Morir cuando nacía Neuquén: viaje al histórico cementerio de Chos Malal
La histórica capital de la provincia, guarda en su suelo el descanso de los primeros pobladores de ese territorio nacional. El cementerio, hoy saturado, fue el último estadío de esas despedidas. Fe y creencias se conjugan, hace largo tiempo, en tradiciones que exhiben una manera distinta de atravesar la muerte.
Cuando el coronel Manuel Olascoaga designó a Chos Malal como capital de la provincia, corría el año 1887. Cuando alguien moría, sus habitantes, alejados de todo, no tenían más alternativa que enterrarlo detrás de la vivienda familiar. Esos enterratorios caseros provocaron que todavía hoy se encuentren restos óseos cuando se prepara un terreno para levantar una vivienda u oficinas.
Transcurridos seis años de vida capitalina, en 1894, se inauguró el actual cementerio, pensado para ordenar tantos años de tumbas dispersas. Pero el tiempo pasó y el predio quedó en el ingreso a la ciudad, rodeado de barrios y con la “emergencia mortuaria” declarada.
Eso significa que no tiene más espacio: quienes trabajan allí se las ingenian para hallar lugares vacíos entre tumbas centenarias, algunas de piedra maciza antigua, muchas destinadas a bebés fallecidos, con epitafios tallados a mano, ornamentadas con flores artificiales gastadas por los años y el viento.
Un osario y nichos podrían ser la solución, pero en Chos Malal cuesta. Es que allí la tradición pesa y en estos 126 años el pedido generalizado fue “descansar en tierra”. “Se resisten y se van a seguir resistiendo, independientemente del poder adquisitivo de la familia”, opinó Jesús Castro, uno de los referentes de la única casa velatoria en la localidad.

DATOS PROPORCIONADOS —
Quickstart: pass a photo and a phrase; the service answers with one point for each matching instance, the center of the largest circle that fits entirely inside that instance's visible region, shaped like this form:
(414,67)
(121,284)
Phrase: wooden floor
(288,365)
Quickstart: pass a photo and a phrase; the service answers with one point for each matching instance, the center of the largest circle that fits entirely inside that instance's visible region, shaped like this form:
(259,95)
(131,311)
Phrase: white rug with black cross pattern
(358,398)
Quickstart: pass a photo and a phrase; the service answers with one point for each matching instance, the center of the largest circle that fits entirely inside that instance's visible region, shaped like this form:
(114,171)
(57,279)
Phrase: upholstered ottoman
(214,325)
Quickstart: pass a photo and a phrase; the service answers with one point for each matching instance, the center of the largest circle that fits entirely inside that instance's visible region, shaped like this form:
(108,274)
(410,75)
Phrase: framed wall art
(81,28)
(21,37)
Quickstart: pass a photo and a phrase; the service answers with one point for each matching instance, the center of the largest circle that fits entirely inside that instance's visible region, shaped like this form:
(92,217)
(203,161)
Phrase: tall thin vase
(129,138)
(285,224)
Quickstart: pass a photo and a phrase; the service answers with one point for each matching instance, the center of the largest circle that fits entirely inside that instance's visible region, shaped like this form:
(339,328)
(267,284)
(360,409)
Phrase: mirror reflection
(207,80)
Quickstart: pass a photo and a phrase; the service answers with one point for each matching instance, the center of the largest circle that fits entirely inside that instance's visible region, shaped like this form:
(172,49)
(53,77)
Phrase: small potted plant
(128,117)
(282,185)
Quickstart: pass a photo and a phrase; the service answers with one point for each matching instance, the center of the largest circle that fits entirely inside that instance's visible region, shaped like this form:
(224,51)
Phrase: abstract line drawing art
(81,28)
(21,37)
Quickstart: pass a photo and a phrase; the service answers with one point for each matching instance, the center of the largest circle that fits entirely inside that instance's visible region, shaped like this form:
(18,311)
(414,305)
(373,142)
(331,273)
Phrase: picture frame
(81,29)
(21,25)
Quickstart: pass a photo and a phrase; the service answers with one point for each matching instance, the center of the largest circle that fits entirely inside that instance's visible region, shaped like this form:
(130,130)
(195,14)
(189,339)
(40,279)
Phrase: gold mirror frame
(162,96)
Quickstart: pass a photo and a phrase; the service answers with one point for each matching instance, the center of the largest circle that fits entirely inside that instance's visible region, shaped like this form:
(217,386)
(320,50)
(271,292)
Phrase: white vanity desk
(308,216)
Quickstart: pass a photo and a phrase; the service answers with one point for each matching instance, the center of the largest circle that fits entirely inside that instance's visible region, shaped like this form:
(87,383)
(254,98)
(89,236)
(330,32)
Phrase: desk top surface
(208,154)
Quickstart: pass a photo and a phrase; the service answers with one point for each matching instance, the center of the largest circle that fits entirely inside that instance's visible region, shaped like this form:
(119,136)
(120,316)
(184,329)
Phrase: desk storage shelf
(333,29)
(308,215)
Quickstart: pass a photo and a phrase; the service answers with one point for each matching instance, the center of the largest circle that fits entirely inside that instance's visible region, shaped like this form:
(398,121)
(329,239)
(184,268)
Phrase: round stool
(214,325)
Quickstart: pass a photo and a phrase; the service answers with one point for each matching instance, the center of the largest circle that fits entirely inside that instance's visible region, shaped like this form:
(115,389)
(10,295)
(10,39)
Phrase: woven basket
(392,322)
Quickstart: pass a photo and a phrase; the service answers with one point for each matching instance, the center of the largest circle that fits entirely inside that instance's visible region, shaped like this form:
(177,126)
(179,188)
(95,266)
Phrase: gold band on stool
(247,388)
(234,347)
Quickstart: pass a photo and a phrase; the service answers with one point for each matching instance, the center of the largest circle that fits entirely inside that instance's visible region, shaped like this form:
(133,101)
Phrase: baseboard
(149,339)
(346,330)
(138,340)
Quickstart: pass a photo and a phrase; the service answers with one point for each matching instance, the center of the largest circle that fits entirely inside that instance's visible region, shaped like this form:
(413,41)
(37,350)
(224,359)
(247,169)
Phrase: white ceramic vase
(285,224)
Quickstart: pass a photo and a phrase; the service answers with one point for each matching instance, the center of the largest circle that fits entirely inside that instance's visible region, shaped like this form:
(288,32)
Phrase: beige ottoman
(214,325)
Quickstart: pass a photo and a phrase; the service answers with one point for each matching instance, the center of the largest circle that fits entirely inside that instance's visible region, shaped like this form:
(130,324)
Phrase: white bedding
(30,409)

TAREAS DEL EJERCICIO —
[A] Reproduce el texto sobre el cementerio de Chos Malal desde "Eso significa que" hasta "en la localidad.", ambos incluidos.
[B] Prosigue el texto sobre el cementerio de Chos Malal a partir de su última oración.
Los registros no tienen relación con el texto sobre el cementerio de Chos Malal.

RESPUESTAS —
[A]
Eso significa que no tiene más espacio: quienes trabajan allí se las ingenian para hallar lugares vacíos entre tumbas centenarias, algunas de piedra maciza antigua, muchas destinadas a bebés fallecidos, con epitafios tallados a mano, ornamentadas con flores artificiales gastadas por los años y el viento.
Un osario y nichos podrían ser la solución, pero en Chos Malal cuesta. Es que allí la tradición pesa y en estos 126 años el pedido generalizado fue “descansar en tierra”. “Se resisten y se van a seguir resistiendo, independientemente del poder adquisitivo de la familia”, opinó Jesús Castro, uno de los referentes de la única casa velatoria en la localidad.

[B]
El valor de las costumbres heredadas es la característica que asoma detrás de estas reacciones. El periodista e investigador, Héctor Alegría, describió las tradiciones en torno a la muerte como eventos sociales, tiempo de rezo y vigilia, de reencuentro con familiares que vivían lejos y de cantoras rasgueando la guitarra. Como creyentes, se reconocían venidos del polvo y esperaban volver a él.
“Cuando alguien fallecía, lo primero que hacían era anoticiar a los vecinos, con algún muchachito que iba a caballo. Y venían todos, el velorio era en las casas”
Héctor Alegría
Periodista e investigador
El cuerpo era depositado en una mesa, rodeado de velas en frascos. Pensados para iluminar al alma que partía al cielo, los candiles no se podían terminar, por lo que los allegados colaboraban con paquetes o aportaban dinero para comprarlos. Tampoco podían desecharse hasta que se consumieran por completo. La ‘mortajera’ era quien vestía al fallecido, con una especie de túnica larga hasta los pies. Los ataúdes podían ser simples cajones rectangulares, aunque la falta de árboles para sacar madera hacía que optaran por envolver el cadáver en un cuero de vaca o caballo, cerrado con una costura artesanal.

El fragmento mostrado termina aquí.